In the stretch from "[point] green leaf" through "Target: green leaf", swap "green leaf" for "yellow leaf" and reproduce those lines with everything else unchanged.

Stored items:
----
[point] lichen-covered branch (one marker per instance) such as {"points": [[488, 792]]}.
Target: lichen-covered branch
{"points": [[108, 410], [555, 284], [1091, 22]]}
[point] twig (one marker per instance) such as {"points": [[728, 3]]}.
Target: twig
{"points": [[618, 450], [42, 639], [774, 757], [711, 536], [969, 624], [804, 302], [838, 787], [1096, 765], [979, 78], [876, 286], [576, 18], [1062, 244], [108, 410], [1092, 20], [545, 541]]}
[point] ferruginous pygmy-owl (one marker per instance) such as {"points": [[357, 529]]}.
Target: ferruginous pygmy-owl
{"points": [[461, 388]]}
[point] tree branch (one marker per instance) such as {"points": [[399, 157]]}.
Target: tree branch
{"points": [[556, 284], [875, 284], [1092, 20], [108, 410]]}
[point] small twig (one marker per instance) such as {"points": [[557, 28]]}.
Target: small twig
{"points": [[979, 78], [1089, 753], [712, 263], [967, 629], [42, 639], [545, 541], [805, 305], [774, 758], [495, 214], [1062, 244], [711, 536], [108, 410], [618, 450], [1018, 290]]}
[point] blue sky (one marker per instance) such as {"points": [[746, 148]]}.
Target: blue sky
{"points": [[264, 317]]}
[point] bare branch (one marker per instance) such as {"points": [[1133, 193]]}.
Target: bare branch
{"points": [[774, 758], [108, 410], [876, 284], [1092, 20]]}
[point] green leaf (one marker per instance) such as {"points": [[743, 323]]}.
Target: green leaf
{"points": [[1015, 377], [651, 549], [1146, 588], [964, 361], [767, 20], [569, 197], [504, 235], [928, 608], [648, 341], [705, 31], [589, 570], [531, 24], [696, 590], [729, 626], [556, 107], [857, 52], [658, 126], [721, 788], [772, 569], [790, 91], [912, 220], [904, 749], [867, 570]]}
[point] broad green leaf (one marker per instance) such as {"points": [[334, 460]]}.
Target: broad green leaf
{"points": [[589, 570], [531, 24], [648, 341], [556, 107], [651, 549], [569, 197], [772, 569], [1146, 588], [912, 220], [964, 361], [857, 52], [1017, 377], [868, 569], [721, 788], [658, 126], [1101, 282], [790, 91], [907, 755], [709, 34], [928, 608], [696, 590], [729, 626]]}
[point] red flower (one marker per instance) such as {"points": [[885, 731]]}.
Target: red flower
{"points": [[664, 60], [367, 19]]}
----
* **THE RESPONSE**:
[point] yellow leaf (one marker per instance) such as {"points": [[743, 323]]}.
Target: yellow leaf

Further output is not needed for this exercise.